Tolong lanjutkan tulisan tentang iman kepada Tuhan di bawah ini, mulai setelah kalimat terakhirnya.

Teks yang Ditampilkan:
........
Jangan Mengimani Tuhan seperti Imannya Seorang Pemabuk!

JENDELAISLAM.ID – Kita semua sudah hafal di luar kepala tentang rukun iman.  Sejak kecil, kita sudah diajarkan hal ini.  Hanya saja dalam keseharian ucapan dan perilaku kita mungkin masih jauh dari bunyi rukun iman yang simpel itu.

Jangan-jangan kita mengimani Tuhan sekedar seperti imannya seorang pemabuk. Kita menghadirkan Tuhan bila mendapat sesuatu yang baik, dan pada kejap berikutnya melupakannya bahkan mengumpat-umpat-Nya ketika mendapatkan kemalangan.

Kita puji Tuhan semau kita, sebagaimana semau kita melupakannya,  “Adapun manusia apabila Tuhannya mengujinya lalu dimuliakan-Nya dan diberi kesenangan, maka dia berkata, “Tuhanku memuliakanku”. Adapun bila Tuhannya menguji-Nya lalu membatasi rezekinya,  dia berkata, “Tuhanku menghinakanku” (QS. al-Fajr: 15-16).

Jadi, baik buruknya Tuhan tergantung pada nasib yang kita terima. Bila mujur, ya berterima kasih dengan mengatakan “Tuhanku memuliakanku” atau “God Loves Me”, tetapi bila sial, mulut kita melecehkan-Nya.

Sungguh, alangkah bodohnya bila pemahaman kita tentang Tuhan seperti ini. Sebab kita mempermainkan seenaknya. Tuhan kita paksa untuk memahami kemauan kita, padahal kitalah yang seharusnya menuruti kemauan Tuhan.
........
Cuplikan Data:
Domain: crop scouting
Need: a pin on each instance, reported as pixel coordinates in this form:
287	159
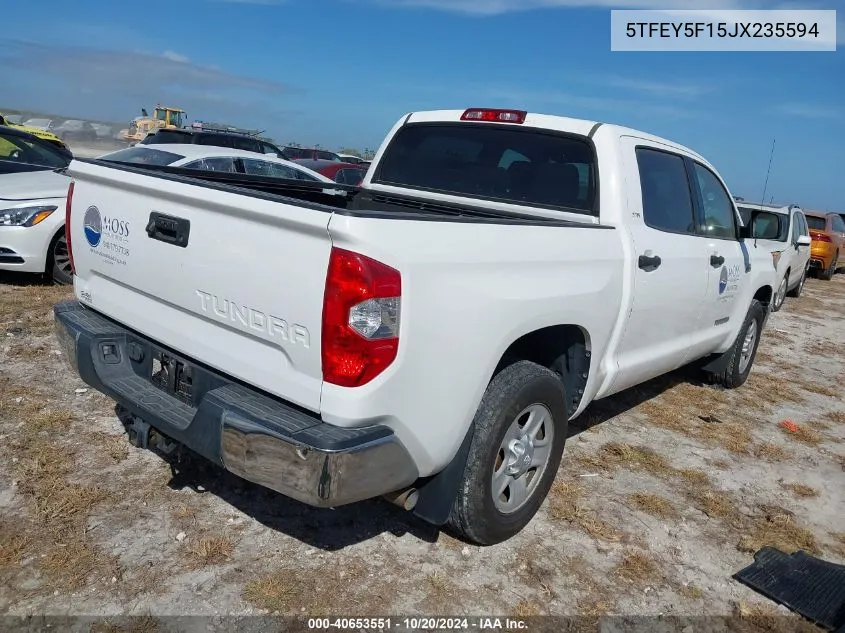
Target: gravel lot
653	510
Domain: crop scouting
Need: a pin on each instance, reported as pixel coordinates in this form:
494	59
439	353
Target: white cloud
567	104
658	88
496	7
175	57
126	81
811	111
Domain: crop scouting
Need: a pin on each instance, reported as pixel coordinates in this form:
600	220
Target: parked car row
587	286
68	130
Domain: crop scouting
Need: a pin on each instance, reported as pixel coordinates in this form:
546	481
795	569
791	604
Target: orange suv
827	253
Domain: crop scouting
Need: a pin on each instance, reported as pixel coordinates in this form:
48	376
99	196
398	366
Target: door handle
169	229
648	264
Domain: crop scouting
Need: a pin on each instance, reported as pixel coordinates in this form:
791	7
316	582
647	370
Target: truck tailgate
229	279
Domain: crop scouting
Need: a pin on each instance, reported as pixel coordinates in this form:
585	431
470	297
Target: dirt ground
664	493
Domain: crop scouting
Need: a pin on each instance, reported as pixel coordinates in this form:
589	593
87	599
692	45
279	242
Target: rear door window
719	219
216	140
257	167
816	223
498	163
221	163
667	201
248	144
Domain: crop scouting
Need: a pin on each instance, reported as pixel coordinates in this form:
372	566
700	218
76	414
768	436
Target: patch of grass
32	305
596	607
770	452
802	491
525	609
564	505
637	567
116	448
838	543
288	590
817	348
653	504
715	504
815	387
279	592
130	624
14	543
693	476
752	618
836	416
776	527
211	550
678	410
72	562
47	420
765	389
636	457
801	433
690	591
27	352
57	509
185	514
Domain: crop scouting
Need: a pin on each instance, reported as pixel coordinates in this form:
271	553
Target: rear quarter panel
468	292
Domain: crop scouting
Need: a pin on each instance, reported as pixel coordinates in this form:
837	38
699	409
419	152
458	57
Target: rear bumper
249	433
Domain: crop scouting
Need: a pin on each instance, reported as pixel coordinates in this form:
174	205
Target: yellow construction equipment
163	117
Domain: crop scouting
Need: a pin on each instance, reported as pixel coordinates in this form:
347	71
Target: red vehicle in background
343	173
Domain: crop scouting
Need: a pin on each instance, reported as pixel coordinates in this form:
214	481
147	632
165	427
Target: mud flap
437	493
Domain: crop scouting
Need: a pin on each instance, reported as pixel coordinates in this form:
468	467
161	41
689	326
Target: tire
796	291
522	392
827	275
58	261
739	362
780	295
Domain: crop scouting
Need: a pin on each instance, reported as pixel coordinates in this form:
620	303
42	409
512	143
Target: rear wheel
744	350
58	266
827	275
518	439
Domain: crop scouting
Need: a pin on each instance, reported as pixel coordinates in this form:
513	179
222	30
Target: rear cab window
162	137
143	156
522	166
816	223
........
Hasil Latihan:
Ini artinya kita sejatinya mempercayai Tuhan, tapi belum meletakkan pada porsi yang sesungguhnya. Iman kita sebatas di bibir, sedang perilaku kita jauh dari kata itu. Kita mengaku percaya, sementara saat yang sama, kita bermaksiyat, mengumpat, menyalahkan Tuhan,  dan enggan berintrospeksi diri.  

Kita tak tahu ada di mana posisi kita; Apakah kita selalu menghadirkan Tuhan di semua lini kehidupan kita dalam arti yang sesungguhnya atau tidak?  Ataukah kita sekadar menghadirkan Tuhan semau kita saja saat melakukan berbagai ritus agama semata?

Dalam sebuah lagu Bimbo mengibaratkan hidup bagaikan sajadah panjang yang terbentang. Karena itu, semestinya semua aktivitas yang kita lakukan di sajadah panjang ini membawa kita untuk selalu mengingat kehadiran-Nya. Bukan saja dalam ritual belaka atau saat kondisi kita sedang mujur, melainkan di semua keadaan. Entah saat kondisi kita sedang sehat, sakit, bahagia, atau sedih.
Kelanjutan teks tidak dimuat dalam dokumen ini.